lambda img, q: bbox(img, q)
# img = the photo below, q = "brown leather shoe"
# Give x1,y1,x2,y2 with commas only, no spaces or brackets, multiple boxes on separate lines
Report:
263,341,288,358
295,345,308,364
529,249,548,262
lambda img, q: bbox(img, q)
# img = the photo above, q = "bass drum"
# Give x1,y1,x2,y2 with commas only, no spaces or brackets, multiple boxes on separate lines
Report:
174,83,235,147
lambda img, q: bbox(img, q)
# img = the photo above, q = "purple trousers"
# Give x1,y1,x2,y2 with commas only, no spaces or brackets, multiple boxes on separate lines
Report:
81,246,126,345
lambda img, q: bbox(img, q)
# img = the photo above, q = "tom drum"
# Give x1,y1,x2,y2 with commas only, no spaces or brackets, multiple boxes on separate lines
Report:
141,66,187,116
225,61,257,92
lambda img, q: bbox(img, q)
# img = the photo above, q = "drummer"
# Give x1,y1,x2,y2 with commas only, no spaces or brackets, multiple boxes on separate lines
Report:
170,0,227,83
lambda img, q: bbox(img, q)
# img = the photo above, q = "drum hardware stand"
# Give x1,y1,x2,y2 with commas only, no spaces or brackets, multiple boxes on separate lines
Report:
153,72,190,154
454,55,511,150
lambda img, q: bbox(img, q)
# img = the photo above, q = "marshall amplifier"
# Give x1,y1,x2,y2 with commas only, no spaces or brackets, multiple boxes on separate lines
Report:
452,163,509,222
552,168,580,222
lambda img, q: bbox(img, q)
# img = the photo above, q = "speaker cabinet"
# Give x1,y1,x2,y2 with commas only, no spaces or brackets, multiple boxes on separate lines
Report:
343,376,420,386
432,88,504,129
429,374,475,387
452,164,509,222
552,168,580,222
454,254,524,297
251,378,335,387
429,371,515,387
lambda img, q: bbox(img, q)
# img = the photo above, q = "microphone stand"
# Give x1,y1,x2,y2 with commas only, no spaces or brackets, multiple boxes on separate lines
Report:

__What you are asked to do__. From the first line to the last, return the material exactly.

__Problem solution__.
lambda img, q: bbox(img, q)
# img = the photo below, q = "brown leather shoe"
# Give x1,y1,x2,y2 with commas only, no spaces or brackets, multiple boxes on separate lines
Report:
263,341,288,358
295,345,308,364
529,249,548,262
lambda img, q: bbox(img, q)
# img = the photo above, q = "bass drum"
# Give x1,y1,x2,y2 with commas only, no spaces or brackets, multiple boxes on separate lines
Report:
174,83,235,147
lambda img, q: bbox(img, q)
# img = the photo above, q = "purple trousers"
# Give x1,y1,x2,y2 with commas only, no spaces or brackets, multiple boxes on separate lines
Report:
81,246,126,345
lambda img, q: bbox(img, q)
# img = the photo above, q = "tom drum"
# Give x1,y1,x2,y2 with commas only, no spaces or brackets, multiple boxes on separate lines
Report:
141,66,187,116
225,61,257,92
lambda img, q: bbox(img, q)
# img = the photo above, q = "drummer"
# Give x1,y1,x2,y2 with commas only, no spaces or brackets, multiple boxes on separate lines
Report:
170,0,227,83
lambda img, q: bbox(img, q)
# img = the photo above, q = "drum hardware stand"
# Give x1,y1,x2,y2 with commas only, no spaces or brackets, multiple boxes on separate lines
Report:
153,72,190,154
454,55,511,150
lambda img, q: bbox(img, q)
# img = the photo above, q = "marshall amplifier"
# Give x1,y1,x2,y2 with commas only, no spaces or brackets, multiple boxes on separate lines
Report:
452,163,509,222
552,168,580,222
lambda img, q: bbox(img, q)
# img = the photo above, q = "speaker cabinet"
# Give x1,y1,x2,y2 with commas only, no spaces or brackets, multiple boxes on separate lines
Report:
343,376,420,386
432,88,504,129
429,374,475,387
452,164,509,222
552,168,580,222
454,254,524,297
251,378,335,387
429,371,515,387
lambda img, q: bbox(img, q)
# img = the photo above, q = "microphone stand"
# Give x1,y1,x2,y2 with commas only, no spaces or brackets, multiple boxes on separate lines
Report:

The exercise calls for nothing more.